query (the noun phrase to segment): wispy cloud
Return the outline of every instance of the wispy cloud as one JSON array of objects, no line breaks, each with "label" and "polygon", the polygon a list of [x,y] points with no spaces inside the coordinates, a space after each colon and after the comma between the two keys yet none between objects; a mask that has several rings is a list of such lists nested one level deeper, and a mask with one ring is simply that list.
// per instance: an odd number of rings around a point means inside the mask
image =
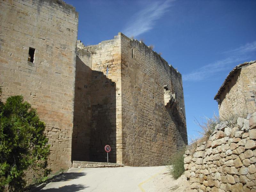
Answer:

__WHAT YOU HAVE TO DO__.
Edit the data above so that every occurrence of "wispy cloud" becomes "cirrus cloud", with all other text left unchanged. Omit the pictures from your output.

__EXERCISE RESULT__.
query (the noun phrase to segment): cirrus cloud
Return the outline of every instance of the cirrus cloud as one JSON array of objects, no line breaks, each with "label" and "polygon", the polygon a list of [x,y] points with no spaces inside the coordinates, a space after each colon and after the comma between the two keys yet none between objects; a mask that has several rings is a list of such lists nested one level deeper, and a mask with one ring is simply that list.
// per instance: an odd number of rings around a point means inside the mask
image =
Answer:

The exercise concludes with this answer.